De hecho, varios trabajadores tienen una relación casi filial con el NYT. La periodista Amanda Hess, por ejemplo, escribió en Twitter: “Este es un día triste para el @nytimes. Esta compañía prometió $150 millones en recompras de acciones este año, pero está ofreciendo al personal lo que equivale a un recorte salarial, durante una inflación récord en la ciudad más cara del mundo. Amo al Times y quisiera que me amara de vuelta”. Hess esperaba la reciprocidad que uno espera cuando ha dado todo en una relación. Sin embargo, se sintió traicionada: el NYT no estaba correspondiendo su entrega en el salario.
El amor de Hess por su empresa no es atípico. De hecho, viene de un discurso que hemos incorporado hace ya un tiempo en el que uno debe amar lo que hace. Mi desconcierto al ver una empresa “amada” como el NYT enfrentando una protesta viene justamente de mi interpretación de este periódico como una de esas empresas reconocidas por tener un ambiente laboral agradable, en la que se compartía con personas que coincidían en su compromiso por un proyecto loable. En otras palabras, como una empresa-familia en la que sus miembros encuentran mucho más que un salario.

++++++++++

*DETALLES DEL EJERCICIO*.
Reproduce el texto sobre el NYT empezando en las palabras "El amor de Hess" y terminando después de "que un salario.". Cambia "desconcierto" por "asombro". Las filas siguientes son material independiente del texto.

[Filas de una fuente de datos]
++++++++++

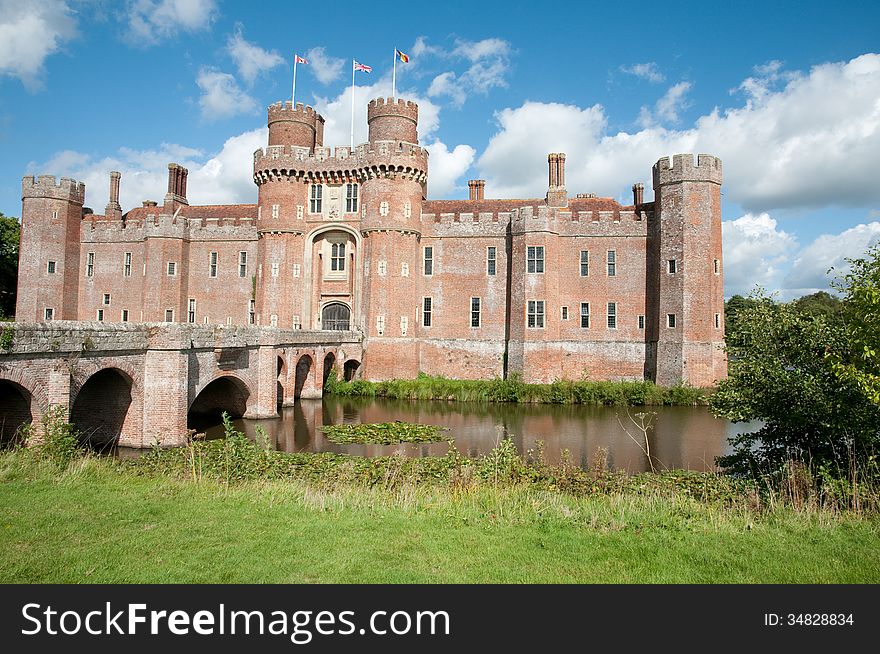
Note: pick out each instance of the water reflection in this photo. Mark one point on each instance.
(681, 437)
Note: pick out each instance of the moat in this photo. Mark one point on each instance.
(681, 437)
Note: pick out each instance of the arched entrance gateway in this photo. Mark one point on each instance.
(336, 317)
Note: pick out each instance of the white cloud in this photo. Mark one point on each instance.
(225, 178)
(755, 251)
(29, 33)
(151, 20)
(648, 71)
(809, 272)
(446, 167)
(815, 142)
(250, 59)
(326, 68)
(221, 96)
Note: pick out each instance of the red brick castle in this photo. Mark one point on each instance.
(551, 288)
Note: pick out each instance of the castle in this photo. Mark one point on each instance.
(550, 288)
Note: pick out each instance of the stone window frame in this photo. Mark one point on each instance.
(535, 259)
(476, 312)
(535, 314)
(611, 315)
(427, 311)
(585, 315)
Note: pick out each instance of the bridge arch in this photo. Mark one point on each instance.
(221, 393)
(101, 409)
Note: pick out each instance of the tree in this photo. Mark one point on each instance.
(10, 235)
(780, 373)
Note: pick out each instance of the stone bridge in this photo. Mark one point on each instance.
(138, 384)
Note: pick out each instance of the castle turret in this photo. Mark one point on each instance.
(687, 311)
(48, 267)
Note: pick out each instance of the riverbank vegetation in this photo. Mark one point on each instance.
(232, 510)
(513, 389)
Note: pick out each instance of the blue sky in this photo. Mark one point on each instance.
(787, 94)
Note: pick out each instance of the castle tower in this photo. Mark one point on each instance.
(686, 313)
(395, 177)
(285, 173)
(48, 267)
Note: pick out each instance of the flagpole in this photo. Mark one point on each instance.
(293, 92)
(352, 105)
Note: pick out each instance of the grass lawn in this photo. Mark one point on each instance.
(98, 523)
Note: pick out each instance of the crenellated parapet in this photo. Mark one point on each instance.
(45, 186)
(366, 161)
(682, 168)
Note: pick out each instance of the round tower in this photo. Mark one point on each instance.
(299, 126)
(393, 120)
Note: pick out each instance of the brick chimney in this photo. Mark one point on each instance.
(113, 211)
(638, 194)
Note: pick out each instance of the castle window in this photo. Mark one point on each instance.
(315, 195)
(429, 260)
(585, 315)
(427, 310)
(535, 259)
(535, 314)
(612, 315)
(337, 257)
(351, 198)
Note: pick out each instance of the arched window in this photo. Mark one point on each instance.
(335, 317)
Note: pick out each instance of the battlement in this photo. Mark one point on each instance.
(45, 186)
(683, 169)
(291, 159)
(284, 110)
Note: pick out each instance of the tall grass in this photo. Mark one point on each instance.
(513, 389)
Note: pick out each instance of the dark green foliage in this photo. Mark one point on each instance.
(513, 389)
(10, 235)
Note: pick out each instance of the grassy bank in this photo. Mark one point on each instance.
(231, 512)
(513, 389)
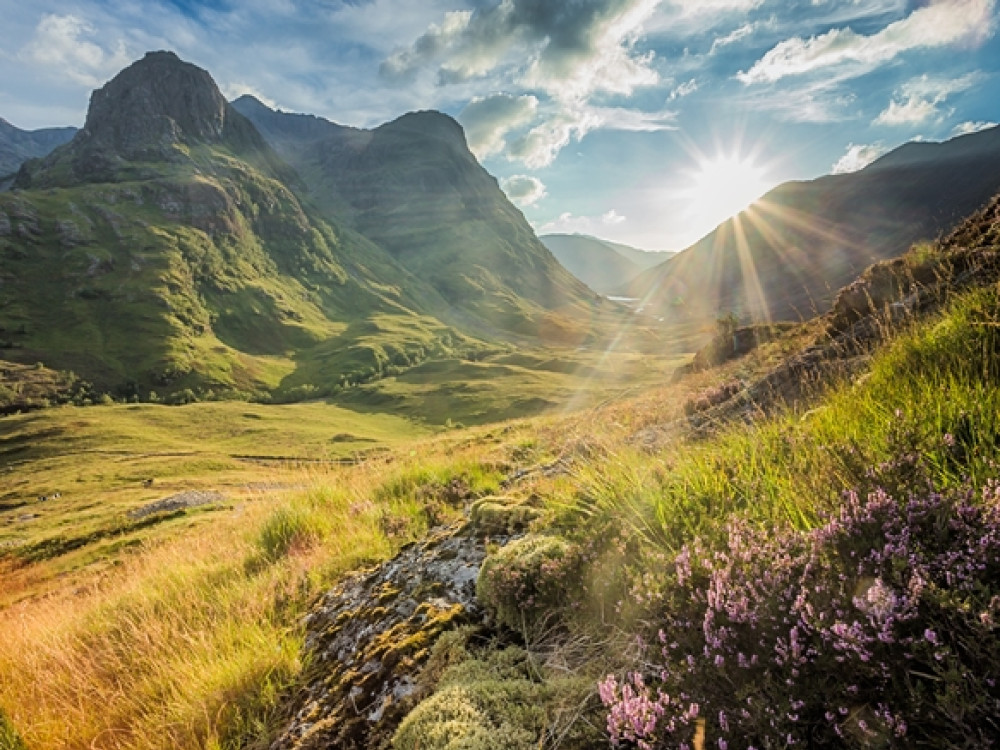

++++++++++

*SOLUCIÓN DE LA TAREA*.
El amor de Hess por su empresa no es atípico. De hecho, viene de un discurso que hemos incorporado hace ya un tiempo en el que uno debe amar lo que hace. Mi asombro al ver una empresa “amada” como el NYT enfrentando una protesta viene justamente de mi interpretación de este periódico como una de esas empresas reconocidas por tener un ambiente laboral agradable, en la que se compartía con personas que coincidían en su compromiso por un proyecto loable. En otras palabras, como una empresa-familia en la que sus miembros encuentran mucho más que un salario.